▶ **Work to be completed**
Every record must be copied exactly.

▶ **Record set**
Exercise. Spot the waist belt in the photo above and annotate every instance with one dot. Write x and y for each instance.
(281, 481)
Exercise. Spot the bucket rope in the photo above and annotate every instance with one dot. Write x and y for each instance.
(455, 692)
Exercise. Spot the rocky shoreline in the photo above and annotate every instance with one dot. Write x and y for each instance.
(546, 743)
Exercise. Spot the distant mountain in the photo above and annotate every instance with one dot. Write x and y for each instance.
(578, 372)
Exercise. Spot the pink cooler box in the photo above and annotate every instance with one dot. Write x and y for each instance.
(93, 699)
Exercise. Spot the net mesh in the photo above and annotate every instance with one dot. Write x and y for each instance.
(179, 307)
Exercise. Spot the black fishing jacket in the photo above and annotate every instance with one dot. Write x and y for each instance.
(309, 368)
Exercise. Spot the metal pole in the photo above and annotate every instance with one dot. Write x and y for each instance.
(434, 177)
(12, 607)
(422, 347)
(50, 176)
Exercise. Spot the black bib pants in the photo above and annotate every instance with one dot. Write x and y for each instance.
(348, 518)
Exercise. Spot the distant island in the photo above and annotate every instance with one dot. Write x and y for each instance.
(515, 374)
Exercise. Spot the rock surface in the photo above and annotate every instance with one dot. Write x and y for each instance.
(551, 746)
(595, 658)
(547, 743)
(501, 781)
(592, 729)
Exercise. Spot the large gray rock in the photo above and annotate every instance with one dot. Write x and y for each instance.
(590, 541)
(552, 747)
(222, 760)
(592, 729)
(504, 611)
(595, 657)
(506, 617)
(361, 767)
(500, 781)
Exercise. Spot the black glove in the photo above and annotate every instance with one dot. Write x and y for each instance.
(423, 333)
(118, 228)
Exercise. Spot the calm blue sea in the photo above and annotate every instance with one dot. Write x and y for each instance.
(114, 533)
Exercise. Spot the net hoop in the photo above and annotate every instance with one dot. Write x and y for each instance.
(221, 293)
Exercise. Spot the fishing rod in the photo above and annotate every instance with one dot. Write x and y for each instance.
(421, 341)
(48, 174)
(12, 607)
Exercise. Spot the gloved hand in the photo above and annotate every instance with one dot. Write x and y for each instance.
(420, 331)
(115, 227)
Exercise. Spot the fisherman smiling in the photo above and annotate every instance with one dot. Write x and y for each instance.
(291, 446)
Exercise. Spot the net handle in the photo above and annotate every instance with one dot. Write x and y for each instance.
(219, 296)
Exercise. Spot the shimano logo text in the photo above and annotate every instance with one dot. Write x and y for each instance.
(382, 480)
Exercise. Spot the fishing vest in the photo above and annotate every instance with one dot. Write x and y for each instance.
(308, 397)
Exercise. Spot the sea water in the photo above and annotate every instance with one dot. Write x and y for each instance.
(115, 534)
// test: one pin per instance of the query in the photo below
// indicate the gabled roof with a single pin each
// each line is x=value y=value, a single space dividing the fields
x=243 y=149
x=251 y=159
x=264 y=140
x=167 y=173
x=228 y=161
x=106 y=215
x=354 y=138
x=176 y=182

▶ **Your solution**
Exercise. Spot the waist belt in the photo above and annotate every instance with one dot. Write x and y for each instance.
(281, 481)
Exercise. Spot the bucket rope in the photo above and annotate every instance with one dot. Write x and y for each instance.
(455, 692)
Exercise. Spot the rocky shoreline in the photo above and annotate every instance with one dot. Write x and y for each instance.
(546, 743)
Exercise. Spot the distant mountain in the photo above and annotate every instance with one dot. Write x and y for each instance.
(578, 372)
Exercise. Spot the pink cooler box in the photo above and annotate every instance with one dot. Write x and y for each instance.
(93, 699)
Exercise. Spot the net mesh in the photo above and annotate every instance with one dot. Write x and y for each instance.
(179, 307)
Exercise. Spot the black fishing jacket in the photo above and annotate every instance with one dot. Write x and y for each instance.
(309, 368)
Exercise. Spot the metal pole in the photo above and annotate every instance with one dot. Write x and y for each instance.
(434, 177)
(12, 607)
(422, 347)
(50, 176)
Exercise. Spot the black bib pants in the photo above and annotate every instance with one dot. Write x and y for each instance.
(348, 518)
Exercise. Spot the distant island in the photo above and annotate every instance with one dot. Write x and y for each instance.
(515, 374)
Exercise. Spot the rock surface in the photo above and annotate every instance with one dot. Write x and y for each instance.
(551, 746)
(595, 658)
(547, 743)
(501, 781)
(592, 729)
Exercise. Spot the large gray rock in the photo above and annotate every instance with one dot. Write x and y for each instance.
(590, 541)
(552, 747)
(222, 760)
(592, 729)
(504, 611)
(595, 657)
(506, 617)
(361, 767)
(500, 781)
Exercise. Spot the black glove in the photo above and annotate every instance with one dot. Write x and y for each instance.
(423, 333)
(118, 228)
Exercise. Spot the calm blue sea in the photo above and annotate every instance with one dot. Write x and y for each instance.
(114, 533)
Exercise. Spot the net hoop in the photo above and annotate every instance with one dot. Write x and y for each instance.
(221, 293)
Exercise. Spot the fishing rod in the photo above and annotate every instance with one dot. Write x and y for each instance.
(421, 341)
(48, 174)
(12, 607)
Exercise. Spot the gloved hand in the photo above and annotate every instance with one dot. Write x and y for each instance.
(420, 331)
(115, 227)
Exercise. Spot the fisherman smiling in the photo above and annotate every instance with one dot. Write x and y for each instance.
(291, 446)
Exercise. Spot the net handle in the photo above and annotate every instance with one dot. Write x and y for each instance.
(219, 296)
Exercise. Spot the shimano logo text in the photo above and annotate every instance with one dot. Write x and y for each instance.
(382, 480)
Exercise. Spot the fishing vest in the photo above and annotate every instance with one dot. Write x and y for each instance.
(308, 397)
Exercise. Spot the sea water in the photo above and annotate every instance with one dot. Write x and y for each instance.
(115, 534)
// test: one pin per instance of the query in the photo below
// indicate the gabled roof with a single pin each
// each line is x=value y=value, a single space dividing the fields
x=243 y=149
x=251 y=159
x=264 y=140
x=167 y=173
x=228 y=161
x=106 y=215
x=354 y=138
x=176 y=182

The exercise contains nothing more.